[What to work on] Copy each of the rows below word for word, without changing anything.

[The input]
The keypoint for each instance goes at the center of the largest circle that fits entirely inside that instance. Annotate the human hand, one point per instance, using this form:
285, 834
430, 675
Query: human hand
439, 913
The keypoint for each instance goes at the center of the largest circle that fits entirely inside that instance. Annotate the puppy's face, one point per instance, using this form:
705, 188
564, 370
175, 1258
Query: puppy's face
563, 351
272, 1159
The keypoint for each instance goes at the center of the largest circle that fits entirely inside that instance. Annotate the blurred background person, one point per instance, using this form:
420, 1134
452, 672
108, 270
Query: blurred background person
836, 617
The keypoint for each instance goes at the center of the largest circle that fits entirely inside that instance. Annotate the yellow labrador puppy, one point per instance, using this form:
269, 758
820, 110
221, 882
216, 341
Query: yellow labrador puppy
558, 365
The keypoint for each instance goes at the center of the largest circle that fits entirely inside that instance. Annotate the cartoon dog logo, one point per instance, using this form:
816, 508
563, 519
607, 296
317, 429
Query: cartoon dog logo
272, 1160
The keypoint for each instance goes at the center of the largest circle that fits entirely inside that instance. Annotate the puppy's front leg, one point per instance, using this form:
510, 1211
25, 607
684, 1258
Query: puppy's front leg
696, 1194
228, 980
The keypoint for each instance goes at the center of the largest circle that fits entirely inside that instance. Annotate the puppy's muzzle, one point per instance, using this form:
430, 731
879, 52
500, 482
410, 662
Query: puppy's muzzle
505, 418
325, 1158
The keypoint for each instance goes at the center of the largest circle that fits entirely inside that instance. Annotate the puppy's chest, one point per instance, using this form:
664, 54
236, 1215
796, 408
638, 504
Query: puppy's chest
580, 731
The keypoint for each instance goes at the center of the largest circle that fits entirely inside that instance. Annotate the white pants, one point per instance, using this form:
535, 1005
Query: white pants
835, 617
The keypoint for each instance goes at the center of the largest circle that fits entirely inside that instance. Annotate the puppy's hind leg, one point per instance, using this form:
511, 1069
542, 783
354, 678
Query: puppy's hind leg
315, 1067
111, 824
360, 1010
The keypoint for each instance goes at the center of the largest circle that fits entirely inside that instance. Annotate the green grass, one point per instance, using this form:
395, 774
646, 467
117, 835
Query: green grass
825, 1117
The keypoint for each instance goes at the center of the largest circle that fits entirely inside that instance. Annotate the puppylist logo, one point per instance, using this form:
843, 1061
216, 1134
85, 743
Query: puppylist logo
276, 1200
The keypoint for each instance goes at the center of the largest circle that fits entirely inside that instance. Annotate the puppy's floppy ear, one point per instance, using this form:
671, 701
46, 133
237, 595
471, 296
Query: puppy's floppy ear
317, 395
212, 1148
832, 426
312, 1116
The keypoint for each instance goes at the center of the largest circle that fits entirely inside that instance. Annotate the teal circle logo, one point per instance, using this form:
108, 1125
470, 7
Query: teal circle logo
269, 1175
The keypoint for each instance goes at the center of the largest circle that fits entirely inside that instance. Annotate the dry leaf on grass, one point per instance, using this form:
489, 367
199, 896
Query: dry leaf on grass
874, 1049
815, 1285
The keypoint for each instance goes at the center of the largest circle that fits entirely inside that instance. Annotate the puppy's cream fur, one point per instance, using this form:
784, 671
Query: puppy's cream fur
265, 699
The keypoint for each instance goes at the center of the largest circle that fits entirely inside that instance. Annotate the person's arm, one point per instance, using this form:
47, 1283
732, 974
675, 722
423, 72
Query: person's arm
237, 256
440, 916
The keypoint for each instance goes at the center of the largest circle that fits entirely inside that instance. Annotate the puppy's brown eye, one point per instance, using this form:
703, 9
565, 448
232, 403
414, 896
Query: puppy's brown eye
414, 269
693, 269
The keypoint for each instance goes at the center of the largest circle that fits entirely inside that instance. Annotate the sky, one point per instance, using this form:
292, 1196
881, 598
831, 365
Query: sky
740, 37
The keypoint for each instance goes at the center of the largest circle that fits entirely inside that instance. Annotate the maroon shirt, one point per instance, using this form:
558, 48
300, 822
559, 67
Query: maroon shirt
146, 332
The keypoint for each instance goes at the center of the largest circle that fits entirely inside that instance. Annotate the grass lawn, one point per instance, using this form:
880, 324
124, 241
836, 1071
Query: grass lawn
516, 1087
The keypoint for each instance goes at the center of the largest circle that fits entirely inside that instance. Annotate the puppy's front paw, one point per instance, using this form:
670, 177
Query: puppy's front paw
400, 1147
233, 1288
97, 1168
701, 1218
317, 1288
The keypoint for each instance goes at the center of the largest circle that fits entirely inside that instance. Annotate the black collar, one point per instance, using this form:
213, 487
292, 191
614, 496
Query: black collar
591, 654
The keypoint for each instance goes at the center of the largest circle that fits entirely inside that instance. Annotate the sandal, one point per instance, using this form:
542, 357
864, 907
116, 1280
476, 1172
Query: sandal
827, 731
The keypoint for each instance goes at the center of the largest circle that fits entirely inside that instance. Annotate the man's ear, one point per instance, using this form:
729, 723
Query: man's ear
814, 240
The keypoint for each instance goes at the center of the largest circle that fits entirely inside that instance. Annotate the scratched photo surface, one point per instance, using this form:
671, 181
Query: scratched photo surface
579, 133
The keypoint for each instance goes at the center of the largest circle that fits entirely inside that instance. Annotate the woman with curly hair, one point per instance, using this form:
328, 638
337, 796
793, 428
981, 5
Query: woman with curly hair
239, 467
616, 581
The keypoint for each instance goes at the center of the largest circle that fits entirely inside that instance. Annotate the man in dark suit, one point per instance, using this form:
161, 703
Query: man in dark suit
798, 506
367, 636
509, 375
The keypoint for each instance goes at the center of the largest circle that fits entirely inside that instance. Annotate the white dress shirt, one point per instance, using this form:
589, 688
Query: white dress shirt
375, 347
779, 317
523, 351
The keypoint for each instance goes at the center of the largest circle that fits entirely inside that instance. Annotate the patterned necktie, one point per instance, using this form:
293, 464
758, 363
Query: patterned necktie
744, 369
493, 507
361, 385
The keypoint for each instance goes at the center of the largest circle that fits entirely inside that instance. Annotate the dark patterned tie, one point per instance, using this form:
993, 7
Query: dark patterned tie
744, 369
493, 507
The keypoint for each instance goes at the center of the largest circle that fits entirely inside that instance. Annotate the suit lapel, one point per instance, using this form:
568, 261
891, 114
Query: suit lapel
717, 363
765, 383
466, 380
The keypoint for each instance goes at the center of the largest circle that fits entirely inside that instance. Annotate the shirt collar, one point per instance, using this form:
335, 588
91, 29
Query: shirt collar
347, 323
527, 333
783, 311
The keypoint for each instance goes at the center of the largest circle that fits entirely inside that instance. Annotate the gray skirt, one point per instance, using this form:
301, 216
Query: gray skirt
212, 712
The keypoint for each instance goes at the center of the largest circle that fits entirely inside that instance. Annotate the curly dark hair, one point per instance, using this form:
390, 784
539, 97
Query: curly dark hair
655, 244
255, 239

[Result of the task]
The keypoint for each instance goes at the center of the largest circle that fits entirely inside that instance. Annotate the human hand, one point per instance, using this form:
285, 834
430, 675
Query: human hand
439, 913
The keypoint for each instance goes at the center of the largest circle that fits entirely inside that instance. Annotate the puppy's face, one point per instance, using this form:
705, 188
564, 370
175, 1258
Query: puppy's face
563, 351
272, 1159
The keypoint for each instance goes at the center of the largest circle that fits entirely inside that instance. Annotate the blurred background person, one point per instance, using this form:
420, 1134
452, 672
108, 270
Query: blurred background person
836, 617
The keypoint for each instance goes at the center of the largest circle that fits entirely inside that instance. Annotate the yellow labrador puppy, one point per instance, using this form:
269, 758
820, 110
221, 882
216, 341
Query: yellow labrador puppy
558, 365
The keypoint for each instance goes at the center of the largest circle that fits entirely inside that instance. Annotate the cartoon dog logo, one point per instance, using this form:
816, 508
563, 519
607, 296
317, 429
Query: cartoon dog logo
272, 1160
The keypoint for each instance goes at the center of the largest circle that fits entirely inside that instance. Annotate the puppy's front leg, one point per instance, using this form:
510, 1211
25, 607
684, 1258
Query: puppy's front leg
696, 1194
228, 980
The keypoint for each instance goes at the center of the largest circle that fits entirely inside that instance. Annotate the puppy's muzzle, one point per instance, using this form:
430, 731
879, 52
500, 482
410, 662
Query: puppy's muzzle
505, 418
325, 1158
The keypoint for each instance goes at the center of the largest circle that fits entirely inside that instance. Annotate the puppy's chest, one point per instance, using this form:
664, 54
236, 1215
796, 408
638, 504
Query: puppy's chest
580, 731
The keypoint for each instance goes at the center of the largest circle that fits entirely inside that instance. Annotate the white pants, one point per instance, using this form:
535, 1005
Query: white pants
835, 617
The keypoint for each instance goes at the center of the largest circle that fits entirely inside that instance. Annotate the puppy's hind leg, one point per instance, using this form:
511, 1069
542, 783
354, 678
Query: puppy's hind leg
315, 1067
111, 824
360, 1010
The keypoint for each instance goes at the center of the largest circle that fits entirely inside that instance. Annotate the green grass, one point per instance, using this form:
395, 774
646, 467
117, 835
Query: green grass
825, 1117
The keypoint for each instance goes at the center of the largest circle that fits entirely inside that instance. Annotate the puppylist logo, one point per instance, using this form:
843, 1061
216, 1134
85, 743
Query: puppylist logo
276, 1200
The keypoint for each instance goes at the center of the largest circle that fits entirely inside that instance. Annotate the puppy's floppy ear, one point per instance, using this form:
671, 701
46, 133
237, 595
471, 296
Query: puppy's floppy ear
317, 395
212, 1148
832, 426
312, 1116
The keypoint for each instance goes at the center of the largest circle that fits entirely inside that instance. Annotate the teal circle logo, one point per instance, using this form:
108, 1125
470, 7
Query: teal circle logo
269, 1175
The keypoint for each instance goes at the center of the largest circle that fits entirely inside that instance. Annotate the dry leaf on grass, one point per instance, using this form:
489, 367
199, 896
Query: dry leaf on grass
874, 1049
815, 1285
The keypoint for each instance goes at the center of the largest circle that fits entirely inside that instance. Annotate the puppy's cream fur, one point per instance, using this form:
784, 671
Query: puppy's cream fur
265, 699
The keypoint for each instance goes at the center of the largest circle that fits entirely inside that instance. Annotate the person's arm, one point per instance, using this form:
47, 1283
732, 974
675, 722
423, 72
Query: person's arm
237, 256
440, 916
The keypoint for each instance goes at the center of the largest circle that fits entirely inside that instance. Annotate the puppy's brown eye, one point per instance, using this form:
703, 9
565, 448
232, 403
414, 896
Query: puppy's brown eye
414, 269
693, 269
The keypoint for each instance goes at the center of the largest circle that fits entirely inside that instance. Annotate the sky, one point per instance, using this form:
292, 1196
881, 598
831, 365
Query: sky
740, 37
The keypoint for each instance goes at the center of the largest circle that fits entirely inside that instance. Annotate the maroon shirt, one point per instance, using this form:
558, 48
300, 822
559, 67
Query: maroon shirt
146, 332
The keypoint for each instance goes at the center of the largest circle that fits entirely inside that instance. Annotate the grass lawn, one point per instance, using this form:
880, 324
124, 241
836, 1071
Query: grass lawn
516, 1087
The keypoint for each instance goes at the center of the largest circle that fits entirely inside that instance. Annotate the puppy's front paw, one point per instance, using this form:
670, 177
Query: puppy's front paw
400, 1147
233, 1288
97, 1168
701, 1218
317, 1288
The keypoint for each instance goes at the center of the largest circle that fits entirely inside that instance. Annotate the black collar, one point per instance, using this form:
213, 487
292, 191
614, 496
Query: black collar
591, 654
The keypoint for each instance goes at the center of the largest circle that fits entirely inside that instance. Annotate the sandal, one point per instance, using this form:
542, 357
864, 907
116, 1280
476, 1172
Query: sandal
827, 731
The keypoint for each instance goes at the center of the largest circle that fits entirely inside that instance. Annotate the man's ear, one point per instance, using this form:
729, 723
Query: man's ear
814, 240
The keypoint for each instance goes at the center of the largest circle that fits entirely inside that instance. Annotate the scratched photo surface, one point per instance, using this form:
671, 181
Query: scratched photo surface
579, 133
The keypoint for each instance goes at the center of the largest circle that fits entirely inside that instance. Annotate the woman with curly hair, one point per instance, using this form:
328, 638
337, 796
793, 428
981, 5
Query: woman with curly hair
239, 467
616, 581
The keypoint for each instance goes at the center of the largest circle that fits entirely inside that instance. Annotate the man in dark suit, one point per instance, using this form:
161, 703
Query: man in dark suit
798, 506
367, 636
509, 375
The keypoint for each instance goes at the center of the largest circle that fits entirely inside that instance. Annotate the white dress shirt, one point per instance, using this form:
589, 688
Query: white dress shirt
375, 347
779, 317
523, 351
The keypoint for each instance goes at the center of the largest circle that fits entirely inside that instance. Annotate the patterned necktie, one point per instance, using this form:
293, 464
758, 363
Query: patterned necktie
744, 369
493, 507
361, 385
The keypoint for each instance goes at the center of the largest circle that fits entirely inside that instance. Annotate the dark patterned tie, one point per instance, using this form:
993, 7
Query: dark patterned tie
744, 369
493, 507
The keypoint for each instance goes at the center of the largest circle that fits entirely inside that instance. Annotate the suit lapel, one point per instance, using this form:
568, 261
891, 114
Query: suit lapel
717, 363
765, 383
466, 380
The keypoint for each instance goes at the center of the largest circle that fits entirely inside that instance. Annotate the shirt collar, one point per instance, using this form:
335, 588
91, 29
Query: shirt collar
347, 323
527, 333
783, 311
The keypoint for each instance goes at the center of the largest circle that fits entirely inside that instance. Annotate the gray skirt, one point per instance, using this form:
301, 216
Query: gray skirt
212, 712
The keypoint for each instance goes at the center of the largest circle that fits entirely inside that instance. Annotate the curly dark hair, one point per instance, using this form:
390, 784
539, 97
Query: curly dark hair
655, 244
255, 239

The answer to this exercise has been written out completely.